**WORKING DATA**
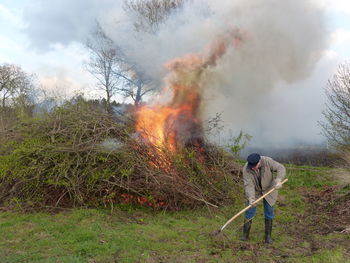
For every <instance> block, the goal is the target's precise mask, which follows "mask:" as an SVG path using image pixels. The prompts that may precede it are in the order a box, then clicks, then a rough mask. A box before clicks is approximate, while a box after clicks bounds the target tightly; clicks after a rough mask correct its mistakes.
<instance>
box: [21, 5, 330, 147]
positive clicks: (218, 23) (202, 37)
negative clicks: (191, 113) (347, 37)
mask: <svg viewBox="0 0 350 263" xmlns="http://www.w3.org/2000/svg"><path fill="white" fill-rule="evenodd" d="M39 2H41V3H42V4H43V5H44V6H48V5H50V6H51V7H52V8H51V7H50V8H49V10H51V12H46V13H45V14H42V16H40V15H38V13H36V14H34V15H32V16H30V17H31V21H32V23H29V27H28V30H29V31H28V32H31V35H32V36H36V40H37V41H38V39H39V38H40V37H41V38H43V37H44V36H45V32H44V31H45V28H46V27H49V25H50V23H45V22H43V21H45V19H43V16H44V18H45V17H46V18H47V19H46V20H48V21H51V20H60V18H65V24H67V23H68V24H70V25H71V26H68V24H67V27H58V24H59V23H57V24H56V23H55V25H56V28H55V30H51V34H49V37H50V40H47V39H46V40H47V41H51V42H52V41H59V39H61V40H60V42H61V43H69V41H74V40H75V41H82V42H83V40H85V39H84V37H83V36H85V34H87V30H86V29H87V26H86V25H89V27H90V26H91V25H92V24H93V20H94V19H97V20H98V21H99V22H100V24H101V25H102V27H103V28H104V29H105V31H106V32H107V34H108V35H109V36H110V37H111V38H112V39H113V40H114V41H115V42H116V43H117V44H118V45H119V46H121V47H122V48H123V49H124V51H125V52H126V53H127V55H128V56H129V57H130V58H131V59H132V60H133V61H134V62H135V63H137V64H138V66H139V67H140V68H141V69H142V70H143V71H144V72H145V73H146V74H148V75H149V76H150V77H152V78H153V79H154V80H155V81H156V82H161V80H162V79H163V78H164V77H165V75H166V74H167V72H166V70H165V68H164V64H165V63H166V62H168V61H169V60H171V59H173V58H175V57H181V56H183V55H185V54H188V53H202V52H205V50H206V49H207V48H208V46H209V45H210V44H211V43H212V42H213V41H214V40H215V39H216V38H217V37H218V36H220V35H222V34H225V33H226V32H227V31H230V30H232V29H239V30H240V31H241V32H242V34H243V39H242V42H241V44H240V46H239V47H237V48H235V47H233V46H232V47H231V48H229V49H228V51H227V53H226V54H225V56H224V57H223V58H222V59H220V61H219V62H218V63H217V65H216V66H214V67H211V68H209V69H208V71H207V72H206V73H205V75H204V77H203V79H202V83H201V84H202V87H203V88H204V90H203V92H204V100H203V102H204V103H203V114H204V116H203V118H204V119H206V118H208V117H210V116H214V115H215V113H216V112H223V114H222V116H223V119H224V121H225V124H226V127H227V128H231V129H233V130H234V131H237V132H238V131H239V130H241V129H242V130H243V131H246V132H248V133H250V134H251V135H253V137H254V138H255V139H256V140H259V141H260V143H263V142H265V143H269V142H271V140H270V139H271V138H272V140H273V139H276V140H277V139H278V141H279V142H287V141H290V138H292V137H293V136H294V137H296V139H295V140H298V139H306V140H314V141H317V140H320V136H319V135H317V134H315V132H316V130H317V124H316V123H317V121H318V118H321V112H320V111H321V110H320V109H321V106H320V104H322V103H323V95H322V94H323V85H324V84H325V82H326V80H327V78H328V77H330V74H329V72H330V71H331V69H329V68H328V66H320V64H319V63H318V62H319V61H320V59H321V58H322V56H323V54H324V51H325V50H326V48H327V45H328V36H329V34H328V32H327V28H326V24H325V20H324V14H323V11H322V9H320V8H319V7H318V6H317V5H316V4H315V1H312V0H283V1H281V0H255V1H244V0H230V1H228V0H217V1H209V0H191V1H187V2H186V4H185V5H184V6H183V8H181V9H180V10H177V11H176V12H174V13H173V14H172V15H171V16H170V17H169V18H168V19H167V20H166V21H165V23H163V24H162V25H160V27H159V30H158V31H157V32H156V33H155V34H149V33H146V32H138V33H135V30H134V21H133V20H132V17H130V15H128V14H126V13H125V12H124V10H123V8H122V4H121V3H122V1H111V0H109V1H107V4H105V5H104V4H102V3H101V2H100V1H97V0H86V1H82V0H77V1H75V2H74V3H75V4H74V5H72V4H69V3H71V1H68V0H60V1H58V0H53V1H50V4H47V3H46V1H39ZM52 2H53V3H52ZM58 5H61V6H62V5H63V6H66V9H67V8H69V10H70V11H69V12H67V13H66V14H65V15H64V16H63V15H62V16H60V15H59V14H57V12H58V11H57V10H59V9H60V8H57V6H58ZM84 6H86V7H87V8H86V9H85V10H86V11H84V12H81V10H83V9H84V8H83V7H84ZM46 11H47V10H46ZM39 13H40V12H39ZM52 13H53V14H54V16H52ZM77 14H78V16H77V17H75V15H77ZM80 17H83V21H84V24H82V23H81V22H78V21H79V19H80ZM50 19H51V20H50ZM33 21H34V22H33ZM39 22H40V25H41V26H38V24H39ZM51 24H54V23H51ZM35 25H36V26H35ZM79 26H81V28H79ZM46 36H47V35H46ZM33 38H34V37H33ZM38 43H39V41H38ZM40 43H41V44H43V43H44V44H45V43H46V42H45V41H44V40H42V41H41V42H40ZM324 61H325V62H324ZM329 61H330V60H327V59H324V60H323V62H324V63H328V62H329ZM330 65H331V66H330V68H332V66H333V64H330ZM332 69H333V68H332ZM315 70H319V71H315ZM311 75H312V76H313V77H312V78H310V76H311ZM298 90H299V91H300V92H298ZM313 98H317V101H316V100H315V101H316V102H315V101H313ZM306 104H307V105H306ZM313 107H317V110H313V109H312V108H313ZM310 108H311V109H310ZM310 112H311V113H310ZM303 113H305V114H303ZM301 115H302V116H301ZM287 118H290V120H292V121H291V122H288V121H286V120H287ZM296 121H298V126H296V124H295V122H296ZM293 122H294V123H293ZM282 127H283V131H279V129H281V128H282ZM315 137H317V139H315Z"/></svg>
* * *
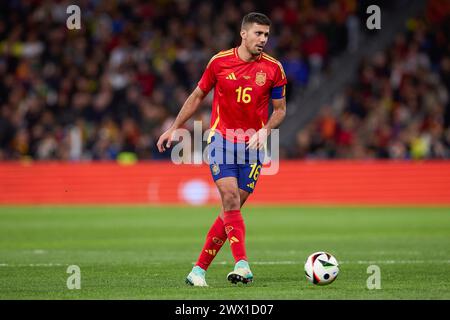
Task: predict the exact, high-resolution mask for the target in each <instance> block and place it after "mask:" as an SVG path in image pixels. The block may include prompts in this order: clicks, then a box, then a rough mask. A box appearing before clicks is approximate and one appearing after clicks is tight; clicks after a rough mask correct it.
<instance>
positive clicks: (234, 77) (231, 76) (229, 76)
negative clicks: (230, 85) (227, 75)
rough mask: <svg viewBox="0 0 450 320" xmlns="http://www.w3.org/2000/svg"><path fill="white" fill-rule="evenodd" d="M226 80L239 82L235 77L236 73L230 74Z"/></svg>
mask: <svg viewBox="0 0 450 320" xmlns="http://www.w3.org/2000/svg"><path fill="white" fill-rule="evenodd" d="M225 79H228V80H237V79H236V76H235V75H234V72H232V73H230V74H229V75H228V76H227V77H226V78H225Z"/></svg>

**TASK TO COMPLETE**
As listed above, the lines from the line with "For every <instance>" to the line with "positive clicks: (218, 23) (202, 37)" are to be echoed exactly, with both ends included and nothing added.

**TASK SOLUTION**
For every <instance> block, the goal is the target's precise mask, which follows "mask:" as an SVG path using image pixels. The prompts that may precede it are in the order a box, then clicks, then a rough mask. A box before clicks is approximate, while a box after clicks bounds the target tightly; clicks after a rough mask correct its mistakes.
<instance>
box: [21, 5, 330, 147]
positive clicks: (218, 23) (202, 37)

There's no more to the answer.